1.        Algemene uitgangspunten

 “Eén-jaarstermijn”

Het gemeentelijk ruimtelijk beleid is vastgelegd in diverse bestemmingsplannen. Deze bestemmingsplannen vormen de basis voor de vraag of een bepaalde ruimtelijke ontwikkeling wel of niet is toegestaan. In het voortraject bij de totstandkoming van een bestemmingsplan wordt beoordeeld of het geldende beleid moet worden aangepast. Zodra een bestemmingsplan is vastgesteld is uitgangspunt dat een bestemmingsplan het meest actuele en gewenste ruimtelijke beleid bevat. Het is daarom niet wenselijk om binnen een jaar na vaststelling van het bestemmingsplan een afwijking van het bestemmingsplan toe te staan. In principe geldt dan ook dat in het eerste jaar na vaststelling van een bestemmingsplan afwijkingen niet worden toegestaan.

 

Een uitzondering op de “één-jaarstermijn” betreft de situatie dat een bepaald plan in strijd is met het bestemmingsplan terwijl bij een min of meer identieke situatie binnen hetzelfde bestemmingsplan geen sprake is van strijd met het bestemmingsplan of wanneer sprake is van kennelijke omissies. In dat geval kan het wenselijk zijn om binnen het jaar een afwijkingsprocedure te starten.

 

Belangenafweging

In hoofdstuk 2 wordt aangegeven in welke gevallen afwijkingen van het bestemmingsplan worden toegestaan.  Het betreft hier louter een bevoegdheid en geen verplichting. Het toestaan van een afwijking is maatwerk. Hieraan voorafgaand dient een belangenafweging plaats te vinden (artikel 3:4, eerste lid van de Awb). Het belang van de aanvrager moet worden afgewogen tegen belangen van derden. Het belang van de aanvrager ligt voor de hand. Zijn of haar woongenot dan wel gebruiksgenot zal toenemen. Daartegenover staan de belangen van derden. Zij kunnen in hun belangen worden geschaad (derving woongenot, vermindering privacy, verminderde daglichttoetreding, waardevermindering eigendommen, belemmering uitzicht en eventuele andere privaatrechtelijke belangen).

In elk concreet geval moeten deze belangen tegenover elkaar worden afgewogen.

 

Inherente afwijkingsbevoegdheid

Tot slot bestaat de inherente afwijkingsbevoegdheid zoals bedoeld in artikel 4:84 van de Algemene wet bestuursrecht. Dit artikel geeft aan dat het college moet handelen overeenkomstig de beleidsregels, tenzij dat voor een of meer belanghebbenden gevolgen zou hebben die wegens bijzondere omstandigheden onevenredig zijn in verhouding tot de met de beleidsregel te dienen doelen.
· · ·
[Opdrachten]
[A] Beantwoord met de tekst over bestemmingsplannen de volgende vragen:
(i) In welke periode na vaststelling van een bestemmingsplan worden afwijkingen in principe niet toegestaan?
(ii) Welk artikel van de Awb noemt de tekst bij de belangenafweging?
(iii) In welk artikel van de Algemene wet bestuursrecht staat de inherente afwijkingsbevoegdheid?
[B] Noem alle belangen van derden die de tekst over bestemmingsplannen tussen haakjes opsomt als belangen waarin zij geschaad kunnen worden.
[C] Herhaal uit de tekst over bestemmingsplannen letterlijk het stuk vanaf "Tot slot bestaat" tot en met "te dienen doelen.".

[Gegevens]
· · ·
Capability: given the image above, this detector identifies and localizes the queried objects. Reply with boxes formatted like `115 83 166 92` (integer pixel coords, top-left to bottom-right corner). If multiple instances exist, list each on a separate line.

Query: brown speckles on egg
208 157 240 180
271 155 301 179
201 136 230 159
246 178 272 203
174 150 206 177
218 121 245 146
· · ·
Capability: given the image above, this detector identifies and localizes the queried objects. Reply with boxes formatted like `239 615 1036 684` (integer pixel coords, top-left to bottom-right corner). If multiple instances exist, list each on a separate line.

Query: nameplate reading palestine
· · ·
[Antwoorden per opdracht]
[A]
(i) In het eerste jaar na vaststelling van het bestemmingsplan.
(ii) Artikel 3:4, eerste lid van de Awb.
(iii) Artikel 4:84 van de Algemene wet bestuursrecht.

[B]
- derving woongenot
- vermindering privacy
- verminderde daglichttoetreding
- waardevermindering eigendommen
- belemmering uitzicht
- eventuele andere privaatrechtelijke belangen

[C]
Tot slot bestaat de inherente afwijkingsbevoegdheid zoals bedoeld in artikel 4:84 van de Algemene wet bestuursrecht. Dit artikel geeft aan dat het college moet handelen overeenkomstig de beleidsregels, tenzij dat voor een of meer belanghebbenden gevolgen zou hebben die wegens bijzondere omstandigheden onevenredig zijn in verhouding tot de met de beleidsregel te dienen doelen.